#### [The task]
Reproduce the lines of the material exactly, excluding every image.

#### [Record excerpts]

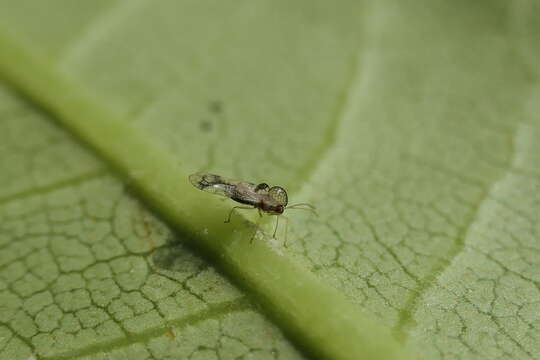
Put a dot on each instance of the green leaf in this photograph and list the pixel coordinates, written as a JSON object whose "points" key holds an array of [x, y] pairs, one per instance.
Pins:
{"points": [[412, 127]]}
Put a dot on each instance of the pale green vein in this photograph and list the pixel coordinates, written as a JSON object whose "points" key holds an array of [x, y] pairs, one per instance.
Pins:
{"points": [[314, 314], [405, 322], [213, 312]]}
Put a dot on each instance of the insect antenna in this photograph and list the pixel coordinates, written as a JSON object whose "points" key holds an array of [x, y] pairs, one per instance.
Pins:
{"points": [[308, 207]]}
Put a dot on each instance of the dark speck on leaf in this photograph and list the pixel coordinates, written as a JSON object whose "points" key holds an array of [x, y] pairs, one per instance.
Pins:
{"points": [[206, 126]]}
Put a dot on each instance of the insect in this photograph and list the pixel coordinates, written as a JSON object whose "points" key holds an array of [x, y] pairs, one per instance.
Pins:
{"points": [[270, 200]]}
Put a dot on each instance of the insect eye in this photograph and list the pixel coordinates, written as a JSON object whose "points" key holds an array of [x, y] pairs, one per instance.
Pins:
{"points": [[261, 187], [279, 195]]}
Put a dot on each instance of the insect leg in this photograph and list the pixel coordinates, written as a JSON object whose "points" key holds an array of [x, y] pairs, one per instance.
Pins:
{"points": [[257, 226], [234, 208], [286, 230]]}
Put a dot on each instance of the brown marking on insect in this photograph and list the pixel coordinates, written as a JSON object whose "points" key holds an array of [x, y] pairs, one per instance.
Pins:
{"points": [[270, 200]]}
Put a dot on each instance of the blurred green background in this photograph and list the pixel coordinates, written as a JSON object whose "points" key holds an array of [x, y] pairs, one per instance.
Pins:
{"points": [[412, 126]]}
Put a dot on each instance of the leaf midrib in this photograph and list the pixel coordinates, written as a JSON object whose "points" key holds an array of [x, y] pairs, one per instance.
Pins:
{"points": [[291, 295]]}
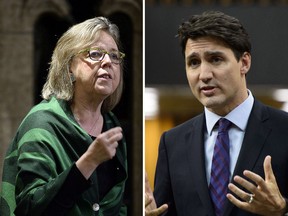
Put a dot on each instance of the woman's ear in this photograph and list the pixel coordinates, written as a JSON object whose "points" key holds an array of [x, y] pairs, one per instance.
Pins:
{"points": [[72, 77], [246, 63]]}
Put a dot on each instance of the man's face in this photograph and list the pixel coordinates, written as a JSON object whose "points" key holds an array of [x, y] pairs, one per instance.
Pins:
{"points": [[215, 76]]}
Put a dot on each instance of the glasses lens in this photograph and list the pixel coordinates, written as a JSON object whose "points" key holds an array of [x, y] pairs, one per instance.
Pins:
{"points": [[115, 57], [96, 55]]}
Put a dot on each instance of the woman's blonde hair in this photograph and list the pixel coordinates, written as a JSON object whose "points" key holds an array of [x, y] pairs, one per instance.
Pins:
{"points": [[78, 37]]}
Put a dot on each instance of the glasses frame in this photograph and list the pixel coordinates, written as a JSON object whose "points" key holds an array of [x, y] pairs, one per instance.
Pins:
{"points": [[121, 58]]}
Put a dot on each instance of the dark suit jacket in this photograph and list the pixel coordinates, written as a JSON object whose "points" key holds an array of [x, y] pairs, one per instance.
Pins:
{"points": [[180, 178]]}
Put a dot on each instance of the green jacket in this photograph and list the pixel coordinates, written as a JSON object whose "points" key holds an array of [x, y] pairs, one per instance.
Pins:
{"points": [[40, 176]]}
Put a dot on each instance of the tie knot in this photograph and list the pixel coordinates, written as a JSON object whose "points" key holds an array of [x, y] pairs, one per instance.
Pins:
{"points": [[224, 125]]}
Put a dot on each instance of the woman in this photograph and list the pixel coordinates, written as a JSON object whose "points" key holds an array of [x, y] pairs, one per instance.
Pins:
{"points": [[69, 155]]}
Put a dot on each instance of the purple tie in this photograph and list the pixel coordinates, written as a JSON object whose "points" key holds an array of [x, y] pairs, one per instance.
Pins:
{"points": [[220, 170]]}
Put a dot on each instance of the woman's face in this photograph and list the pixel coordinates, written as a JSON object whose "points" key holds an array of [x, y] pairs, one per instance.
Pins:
{"points": [[96, 79]]}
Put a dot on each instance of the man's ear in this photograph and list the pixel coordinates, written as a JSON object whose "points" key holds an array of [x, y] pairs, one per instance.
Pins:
{"points": [[246, 63]]}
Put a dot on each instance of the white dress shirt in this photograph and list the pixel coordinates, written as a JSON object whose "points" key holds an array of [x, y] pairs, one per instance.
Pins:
{"points": [[239, 117]]}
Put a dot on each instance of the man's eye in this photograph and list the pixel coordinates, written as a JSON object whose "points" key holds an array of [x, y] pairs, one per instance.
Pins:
{"points": [[216, 60], [193, 63]]}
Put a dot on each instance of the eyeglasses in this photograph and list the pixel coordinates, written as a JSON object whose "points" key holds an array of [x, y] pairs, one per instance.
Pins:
{"points": [[97, 54]]}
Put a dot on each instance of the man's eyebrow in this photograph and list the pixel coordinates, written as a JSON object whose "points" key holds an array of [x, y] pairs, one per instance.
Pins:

#### [Completed exercise]
Put a dot on each instance of the green leaf in this photograph and list the pixel coordinates, written as a JSON object whose "points" key holds an array of [x, y] pairs, one per instance.
Pins:
{"points": [[412, 127]]}
Put a dot on each instance of the pale green vein in this photograph and list the pixel coordinates, written as a JSON object whose "points" key holds an array of [x, y] pairs, one per instance.
Pins:
{"points": [[314, 314], [405, 322], [213, 312]]}
Put a dot on each instance of the insect antenna in this photograph and list the pixel coordinates, written as a JSON object whose "points" key holds an array of [x, y] pairs, one per instance.
Pins:
{"points": [[308, 207]]}
Put a dot on each instance of the dark speck on leaf in this photograph and list the pixel coordinates, written as a JSON object whose "points" key holds an array of [x, y] pairs, one per instance.
Pins:
{"points": [[206, 126]]}
Put a dot on each instance of the insect in this photograph and list the pixel coordinates, written as a JSON object whose "points" key holds an array of [x, y] pairs, one per instance.
Pins:
{"points": [[270, 200]]}
Put a dot on each instance of the insect eye in this photograph and list the pixel coordinates, written as a JSON object whose "points" key holds an array of [x, y] pairs, one per instance.
Pins:
{"points": [[261, 187], [279, 195]]}
Put a dot on each instance of the insect leg in this photograph and list the pixel coordinates, written as a JSON object whose "points" key holds an array of [x, y] pairs, one per instance.
Pins:
{"points": [[257, 226], [234, 208], [286, 230]]}
Put a dot on each instance of the brown marking on insect in this photograph and list the pixel coordinates, written as a JSON object whose "points" key holds an array of [x, y] pairs, one per instance.
Pins:
{"points": [[270, 200]]}
Put a dot on each instance of the blurred green background in this photograph and list the pixel coordinates, written as a JSON object whose "points" key holds an array of [x, y] pairs, one per instance.
Pins:
{"points": [[412, 126]]}
Put a dot on each instance of the leaf midrib in this photograph and list the pixel coordinates, written as a JSON object whose "points" key holds an array of [x, y] pairs, one per instance.
Pins:
{"points": [[291, 295]]}
Put a dot on each instance of the woman's ear in this photograph and list the pixel coordinates, written as a JSON object whose "points" key holds an array of [x, y] pairs, one per instance.
Pins:
{"points": [[72, 77], [246, 63]]}
Put a dot on each instance of the man's face in this photograph and list the pixel coordinates, written as a JSON object whose "points" key holds an array of [x, y] pairs, one per instance.
Pins:
{"points": [[215, 76]]}
Put a dot on each instance of the glasses lens in this photograph and list the pixel coordinates, written as a JSON object whose "points" key holds an array of [x, y] pairs, one per instance.
Pins:
{"points": [[115, 57], [96, 55]]}
Put a dot on each instance of the woman's blonde hair in this photograph and list the pixel coordinates, written as a JSON object whose "points" key holds an array of [x, y] pairs, one per instance.
Pins:
{"points": [[78, 37]]}
Put a dot on each instance of the glasses frame in this photograph and list the pixel coordinates, written as a JSON object whose "points" key holds an array of [x, y] pairs, one per instance.
Pins:
{"points": [[121, 58]]}
Put a dot on each instance of the dark suit jacket in this photograph and list the pixel coordinates, written as a JSON object whose "points" key holds an array of [x, y] pairs, one per instance.
Pins:
{"points": [[180, 178]]}
Put a dot on each instance of the green jacket in this photograph and list the pixel coordinates, written as a JSON object whose "points" key holds an array of [x, y] pairs, one per instance.
Pins:
{"points": [[40, 176]]}
Put a dot on each instance of the tie knot in this photograph and list the pixel coordinates, written as a JSON object whose "points" key holds an array of [x, y] pairs, one per instance.
Pins:
{"points": [[224, 125]]}
Put a dot on each instance of the woman in this photograph and list the pixel coordinates, written as a JSON object whose "points" key holds an array of [x, y] pairs, one per instance.
Pins:
{"points": [[69, 155]]}
Put a dot on each instance of the purple tie in this photograph and list the pixel coordinates, written as a JSON object whose "points" key holds an array of [x, y] pairs, one per instance.
Pins:
{"points": [[220, 170]]}
Put a dot on each instance of the woman's face in this photograph and list the pixel coordinates, written as a JSON object whose "points" key holds an array of [x, y] pairs, one per instance.
Pins:
{"points": [[96, 79]]}
Put a dot on each instance of the man's ear in this photograph and list the pixel coordinates, written as a JSON object whose "points" key holds an array of [x, y] pairs, one per instance.
Pins:
{"points": [[246, 63]]}
Put a dot on each instance of the white dress shirt in this photograph and list the pixel coordinates, written as a JSON object whose "points" key holds an array of [x, y] pairs, one per instance.
Pins:
{"points": [[239, 117]]}
Put a dot on each instance of the man's eye in this photograph and list the pixel coordinates, written as a JSON object whose "points" key holds an array of [x, y] pairs, one per instance.
Pins:
{"points": [[216, 60], [193, 63]]}
Put a dot on each instance of the eyeglasses in this photograph and list the pixel coordinates, written as a JSON object whose "points" key holds an array of [x, y] pairs, one per instance.
Pins:
{"points": [[97, 54]]}
Put a dot on each instance of the man's eyebrow in this photograph and list the pixel coordinates, written as a JSON object whose "points" key holds an array of [x, y] pairs, one per instance.
Pins:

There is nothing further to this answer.